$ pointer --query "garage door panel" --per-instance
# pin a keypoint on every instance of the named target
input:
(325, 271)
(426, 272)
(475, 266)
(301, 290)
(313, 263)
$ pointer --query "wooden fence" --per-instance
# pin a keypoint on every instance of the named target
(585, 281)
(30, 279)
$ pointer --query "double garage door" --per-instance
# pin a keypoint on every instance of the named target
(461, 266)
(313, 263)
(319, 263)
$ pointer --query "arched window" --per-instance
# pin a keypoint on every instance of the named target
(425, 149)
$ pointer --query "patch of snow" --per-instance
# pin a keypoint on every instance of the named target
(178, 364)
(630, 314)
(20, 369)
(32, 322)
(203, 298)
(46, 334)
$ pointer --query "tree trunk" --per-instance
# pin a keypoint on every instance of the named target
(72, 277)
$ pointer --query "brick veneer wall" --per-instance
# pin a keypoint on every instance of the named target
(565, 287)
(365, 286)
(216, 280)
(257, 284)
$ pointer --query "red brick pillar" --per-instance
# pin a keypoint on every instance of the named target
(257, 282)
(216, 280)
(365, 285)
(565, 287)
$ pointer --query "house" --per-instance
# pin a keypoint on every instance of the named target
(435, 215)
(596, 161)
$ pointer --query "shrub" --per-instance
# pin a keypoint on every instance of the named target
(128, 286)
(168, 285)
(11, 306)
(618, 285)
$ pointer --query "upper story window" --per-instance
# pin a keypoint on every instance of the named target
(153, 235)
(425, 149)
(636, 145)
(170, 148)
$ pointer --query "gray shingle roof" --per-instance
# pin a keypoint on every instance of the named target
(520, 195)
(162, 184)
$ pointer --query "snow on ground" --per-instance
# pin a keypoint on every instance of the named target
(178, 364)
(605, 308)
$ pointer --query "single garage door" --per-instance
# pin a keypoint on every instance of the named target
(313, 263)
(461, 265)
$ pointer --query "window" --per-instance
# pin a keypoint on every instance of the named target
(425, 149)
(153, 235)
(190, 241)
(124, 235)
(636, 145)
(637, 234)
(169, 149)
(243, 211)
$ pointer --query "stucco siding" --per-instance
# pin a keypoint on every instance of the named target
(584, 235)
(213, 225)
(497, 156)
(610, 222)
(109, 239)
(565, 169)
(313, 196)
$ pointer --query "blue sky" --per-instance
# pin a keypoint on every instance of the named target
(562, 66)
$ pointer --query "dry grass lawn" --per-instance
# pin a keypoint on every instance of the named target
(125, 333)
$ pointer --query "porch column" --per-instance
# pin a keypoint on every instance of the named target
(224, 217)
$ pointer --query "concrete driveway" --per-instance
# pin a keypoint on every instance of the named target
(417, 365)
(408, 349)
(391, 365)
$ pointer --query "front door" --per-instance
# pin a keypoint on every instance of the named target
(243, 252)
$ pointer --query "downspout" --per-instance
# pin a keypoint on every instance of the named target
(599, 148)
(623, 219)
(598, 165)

- **Directions for this task**:
Please show the lines of the material that contain the string "brick".

- **Solution to the exercise**:
$ pointer --query "brick veneer wall" --per-instance
$ pointer --query "red brick pillar" --per-instance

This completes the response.